Given instruction
Copy the lines below word for word, beginning with the line that contains "Where can the car tire" and running down to the last line, with both ends included.

• • •

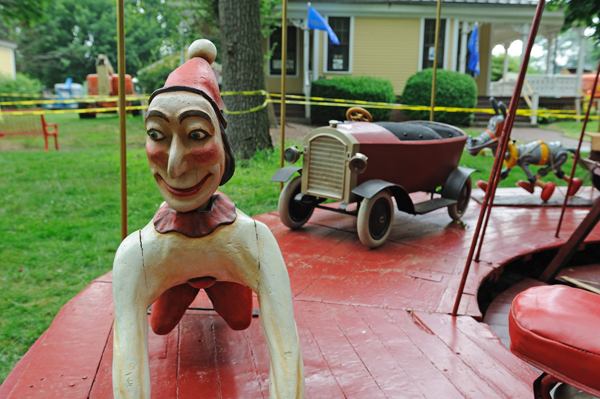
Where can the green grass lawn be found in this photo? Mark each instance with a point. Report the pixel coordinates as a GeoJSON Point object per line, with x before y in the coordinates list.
{"type": "Point", "coordinates": [60, 222]}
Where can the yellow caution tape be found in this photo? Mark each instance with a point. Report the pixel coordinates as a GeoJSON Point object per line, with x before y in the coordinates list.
{"type": "Point", "coordinates": [294, 99]}
{"type": "Point", "coordinates": [68, 111]}
{"type": "Point", "coordinates": [245, 93]}
{"type": "Point", "coordinates": [88, 99]}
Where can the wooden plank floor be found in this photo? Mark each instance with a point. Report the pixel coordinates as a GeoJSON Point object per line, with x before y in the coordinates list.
{"type": "Point", "coordinates": [372, 323]}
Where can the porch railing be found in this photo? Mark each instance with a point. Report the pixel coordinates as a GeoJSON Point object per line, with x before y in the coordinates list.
{"type": "Point", "coordinates": [542, 85]}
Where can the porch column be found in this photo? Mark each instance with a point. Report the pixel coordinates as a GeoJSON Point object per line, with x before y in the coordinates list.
{"type": "Point", "coordinates": [524, 31]}
{"type": "Point", "coordinates": [505, 68]}
{"type": "Point", "coordinates": [316, 45]}
{"type": "Point", "coordinates": [306, 71]}
{"type": "Point", "coordinates": [550, 57]}
{"type": "Point", "coordinates": [581, 54]}
{"type": "Point", "coordinates": [463, 47]}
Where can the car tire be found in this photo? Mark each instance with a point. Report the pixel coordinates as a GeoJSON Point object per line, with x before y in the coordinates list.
{"type": "Point", "coordinates": [456, 211]}
{"type": "Point", "coordinates": [292, 213]}
{"type": "Point", "coordinates": [375, 219]}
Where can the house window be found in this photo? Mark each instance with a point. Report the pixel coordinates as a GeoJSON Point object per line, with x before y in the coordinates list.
{"type": "Point", "coordinates": [429, 44]}
{"type": "Point", "coordinates": [338, 56]}
{"type": "Point", "coordinates": [292, 51]}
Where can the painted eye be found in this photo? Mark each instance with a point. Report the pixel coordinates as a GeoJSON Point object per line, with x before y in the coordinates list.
{"type": "Point", "coordinates": [155, 135]}
{"type": "Point", "coordinates": [197, 135]}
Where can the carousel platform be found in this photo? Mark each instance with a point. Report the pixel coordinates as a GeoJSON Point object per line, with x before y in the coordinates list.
{"type": "Point", "coordinates": [372, 323]}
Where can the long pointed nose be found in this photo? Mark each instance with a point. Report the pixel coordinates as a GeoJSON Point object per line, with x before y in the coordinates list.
{"type": "Point", "coordinates": [179, 161]}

• • •

Solution to this task
Where can the car tire be found in this photo? Mark each instance with a point. Report the pixel coordinates as a GeoJSON Point object per line, with x before y in the coordinates list.
{"type": "Point", "coordinates": [456, 211]}
{"type": "Point", "coordinates": [292, 213]}
{"type": "Point", "coordinates": [375, 219]}
Where can the house window be found in this photo? Mark each instance with a point. Report the pixel coordinates as a GeoJSON Point object per line, with x before y in the coordinates list.
{"type": "Point", "coordinates": [429, 44]}
{"type": "Point", "coordinates": [338, 56]}
{"type": "Point", "coordinates": [292, 51]}
Where can the painted eye be found in this photo? Mark each instance with a point. Report the pixel coordinates as a GeoJSON Point object per line, with x before y in the coordinates list.
{"type": "Point", "coordinates": [155, 135]}
{"type": "Point", "coordinates": [197, 135]}
Where can the carousel platform be found in this photo? Mark each instance with a point. Report the pixel coordinates as a GeoJSON Point object per line, with x before y in the coordinates list.
{"type": "Point", "coordinates": [372, 323]}
Where can the long pointed nose be found in this photo? Mark each instance with a point. Report the pixel coordinates as a GeoJSON Point object per line, with x before y in the coordinates list.
{"type": "Point", "coordinates": [179, 161]}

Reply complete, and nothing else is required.